Source material START
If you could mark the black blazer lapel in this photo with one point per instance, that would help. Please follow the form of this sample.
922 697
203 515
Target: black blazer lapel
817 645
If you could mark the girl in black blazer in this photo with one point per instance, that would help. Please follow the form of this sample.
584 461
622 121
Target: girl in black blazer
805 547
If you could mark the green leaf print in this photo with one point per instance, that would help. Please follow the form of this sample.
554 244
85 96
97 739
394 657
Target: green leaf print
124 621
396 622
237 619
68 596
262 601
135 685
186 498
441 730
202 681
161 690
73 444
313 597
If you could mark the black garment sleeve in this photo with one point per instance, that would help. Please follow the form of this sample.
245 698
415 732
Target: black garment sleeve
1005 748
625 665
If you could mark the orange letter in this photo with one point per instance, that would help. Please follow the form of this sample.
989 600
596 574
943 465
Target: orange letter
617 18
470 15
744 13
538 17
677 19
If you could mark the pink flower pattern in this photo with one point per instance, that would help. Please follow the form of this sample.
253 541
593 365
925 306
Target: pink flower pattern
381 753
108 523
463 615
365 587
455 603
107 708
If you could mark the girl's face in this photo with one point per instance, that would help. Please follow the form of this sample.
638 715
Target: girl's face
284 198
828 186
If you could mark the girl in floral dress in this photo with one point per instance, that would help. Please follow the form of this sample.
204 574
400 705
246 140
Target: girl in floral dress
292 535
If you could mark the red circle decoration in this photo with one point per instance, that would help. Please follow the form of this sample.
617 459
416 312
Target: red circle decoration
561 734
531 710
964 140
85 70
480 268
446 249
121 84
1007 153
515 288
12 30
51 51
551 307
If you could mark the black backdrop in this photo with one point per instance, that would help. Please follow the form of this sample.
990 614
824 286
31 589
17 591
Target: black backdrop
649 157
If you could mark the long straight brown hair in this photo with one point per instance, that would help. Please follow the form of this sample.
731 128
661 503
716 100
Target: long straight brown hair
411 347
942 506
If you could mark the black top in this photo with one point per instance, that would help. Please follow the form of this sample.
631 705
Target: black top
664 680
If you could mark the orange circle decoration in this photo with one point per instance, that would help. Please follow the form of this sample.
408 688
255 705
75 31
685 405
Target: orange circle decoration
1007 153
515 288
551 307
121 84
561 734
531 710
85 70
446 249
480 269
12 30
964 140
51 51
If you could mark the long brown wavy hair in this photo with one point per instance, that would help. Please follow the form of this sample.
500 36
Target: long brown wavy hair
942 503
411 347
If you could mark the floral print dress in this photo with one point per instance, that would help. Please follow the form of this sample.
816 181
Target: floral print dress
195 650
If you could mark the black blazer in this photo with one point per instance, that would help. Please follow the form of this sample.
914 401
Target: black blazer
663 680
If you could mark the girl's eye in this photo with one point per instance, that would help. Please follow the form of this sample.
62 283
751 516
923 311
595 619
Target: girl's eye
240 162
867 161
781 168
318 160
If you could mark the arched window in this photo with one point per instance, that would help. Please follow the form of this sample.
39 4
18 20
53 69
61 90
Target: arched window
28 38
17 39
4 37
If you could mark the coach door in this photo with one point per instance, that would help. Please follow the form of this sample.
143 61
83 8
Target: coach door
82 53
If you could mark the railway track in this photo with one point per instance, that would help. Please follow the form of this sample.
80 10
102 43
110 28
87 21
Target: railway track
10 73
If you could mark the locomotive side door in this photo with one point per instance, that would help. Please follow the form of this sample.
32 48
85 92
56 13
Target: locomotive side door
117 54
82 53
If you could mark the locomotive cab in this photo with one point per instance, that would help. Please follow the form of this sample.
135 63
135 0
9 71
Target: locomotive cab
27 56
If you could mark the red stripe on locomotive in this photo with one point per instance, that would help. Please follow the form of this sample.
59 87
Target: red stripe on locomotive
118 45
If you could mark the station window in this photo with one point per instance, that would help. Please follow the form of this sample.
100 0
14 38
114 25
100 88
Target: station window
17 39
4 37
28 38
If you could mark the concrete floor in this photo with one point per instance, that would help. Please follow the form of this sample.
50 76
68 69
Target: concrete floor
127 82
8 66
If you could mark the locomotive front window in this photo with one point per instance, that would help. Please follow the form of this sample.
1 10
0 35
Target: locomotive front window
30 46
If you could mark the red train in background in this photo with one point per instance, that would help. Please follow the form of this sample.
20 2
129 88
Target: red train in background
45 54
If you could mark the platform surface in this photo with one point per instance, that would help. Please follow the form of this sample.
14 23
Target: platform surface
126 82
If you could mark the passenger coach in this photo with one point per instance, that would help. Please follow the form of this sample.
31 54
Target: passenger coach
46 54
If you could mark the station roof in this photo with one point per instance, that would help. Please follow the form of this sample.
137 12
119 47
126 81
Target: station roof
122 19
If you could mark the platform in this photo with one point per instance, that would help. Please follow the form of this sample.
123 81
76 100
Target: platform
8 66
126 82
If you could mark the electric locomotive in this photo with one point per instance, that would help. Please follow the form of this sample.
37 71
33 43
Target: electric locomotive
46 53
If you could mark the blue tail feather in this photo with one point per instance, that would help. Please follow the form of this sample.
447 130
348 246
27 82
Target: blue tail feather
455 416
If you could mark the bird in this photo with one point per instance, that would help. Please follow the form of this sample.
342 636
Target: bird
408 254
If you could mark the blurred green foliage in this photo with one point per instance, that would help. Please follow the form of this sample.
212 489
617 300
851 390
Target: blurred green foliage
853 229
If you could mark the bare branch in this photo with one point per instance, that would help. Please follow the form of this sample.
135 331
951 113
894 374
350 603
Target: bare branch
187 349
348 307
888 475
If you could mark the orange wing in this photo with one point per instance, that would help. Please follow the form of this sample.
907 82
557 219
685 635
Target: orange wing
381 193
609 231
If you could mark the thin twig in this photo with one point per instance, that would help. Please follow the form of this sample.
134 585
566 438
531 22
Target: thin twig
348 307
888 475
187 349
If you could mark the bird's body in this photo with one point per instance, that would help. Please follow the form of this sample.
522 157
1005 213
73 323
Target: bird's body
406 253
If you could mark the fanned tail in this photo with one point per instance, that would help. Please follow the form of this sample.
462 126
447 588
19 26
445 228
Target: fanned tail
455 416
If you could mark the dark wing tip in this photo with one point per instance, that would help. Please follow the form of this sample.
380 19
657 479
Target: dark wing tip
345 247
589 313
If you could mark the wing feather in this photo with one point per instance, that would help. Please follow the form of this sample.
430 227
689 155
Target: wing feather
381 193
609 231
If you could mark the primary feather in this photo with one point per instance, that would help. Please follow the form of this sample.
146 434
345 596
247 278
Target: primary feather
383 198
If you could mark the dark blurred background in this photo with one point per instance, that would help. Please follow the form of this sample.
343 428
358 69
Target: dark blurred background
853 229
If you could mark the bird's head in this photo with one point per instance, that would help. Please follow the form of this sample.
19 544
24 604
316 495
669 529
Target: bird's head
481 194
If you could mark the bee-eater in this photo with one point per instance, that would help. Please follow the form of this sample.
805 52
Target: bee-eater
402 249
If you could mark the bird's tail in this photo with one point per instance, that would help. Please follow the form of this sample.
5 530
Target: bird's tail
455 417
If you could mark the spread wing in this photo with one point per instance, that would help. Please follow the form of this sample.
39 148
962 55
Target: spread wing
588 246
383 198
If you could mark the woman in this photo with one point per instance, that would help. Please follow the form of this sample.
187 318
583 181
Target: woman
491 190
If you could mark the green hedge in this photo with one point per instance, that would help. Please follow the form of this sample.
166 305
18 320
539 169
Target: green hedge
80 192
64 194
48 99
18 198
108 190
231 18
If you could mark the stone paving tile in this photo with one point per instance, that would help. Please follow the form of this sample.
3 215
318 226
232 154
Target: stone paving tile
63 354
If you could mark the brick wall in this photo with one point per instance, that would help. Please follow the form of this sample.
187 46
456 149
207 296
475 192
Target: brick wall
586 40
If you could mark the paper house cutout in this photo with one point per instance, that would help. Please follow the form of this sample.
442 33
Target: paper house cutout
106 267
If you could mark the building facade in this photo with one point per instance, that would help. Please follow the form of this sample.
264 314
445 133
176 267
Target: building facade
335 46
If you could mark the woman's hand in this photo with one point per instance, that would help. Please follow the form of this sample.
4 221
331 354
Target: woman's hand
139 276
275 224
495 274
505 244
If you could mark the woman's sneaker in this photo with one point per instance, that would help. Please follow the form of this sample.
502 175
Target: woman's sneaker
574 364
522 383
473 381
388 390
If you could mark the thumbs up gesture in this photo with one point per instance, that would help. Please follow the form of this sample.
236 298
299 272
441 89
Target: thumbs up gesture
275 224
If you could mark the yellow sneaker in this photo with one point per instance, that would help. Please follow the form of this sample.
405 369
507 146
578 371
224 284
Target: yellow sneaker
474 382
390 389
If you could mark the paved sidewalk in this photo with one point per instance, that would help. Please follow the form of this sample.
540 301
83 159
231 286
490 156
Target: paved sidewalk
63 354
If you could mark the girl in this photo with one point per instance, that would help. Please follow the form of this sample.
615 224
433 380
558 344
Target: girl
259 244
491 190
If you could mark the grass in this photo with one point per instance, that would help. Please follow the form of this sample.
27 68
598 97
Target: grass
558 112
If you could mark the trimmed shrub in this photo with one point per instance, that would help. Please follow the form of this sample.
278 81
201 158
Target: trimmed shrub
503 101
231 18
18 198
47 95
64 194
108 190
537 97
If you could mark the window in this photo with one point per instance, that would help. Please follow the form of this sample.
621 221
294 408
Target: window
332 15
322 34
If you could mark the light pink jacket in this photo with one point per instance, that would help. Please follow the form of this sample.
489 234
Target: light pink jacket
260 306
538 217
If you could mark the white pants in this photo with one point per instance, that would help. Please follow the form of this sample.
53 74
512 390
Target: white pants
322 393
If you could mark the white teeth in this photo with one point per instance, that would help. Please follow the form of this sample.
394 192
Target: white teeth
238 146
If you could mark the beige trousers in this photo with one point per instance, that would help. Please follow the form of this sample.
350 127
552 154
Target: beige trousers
Source material END
Action item: Going through the entries above, count the lines with the word "trousers". Give only the result.

Exercise output: 2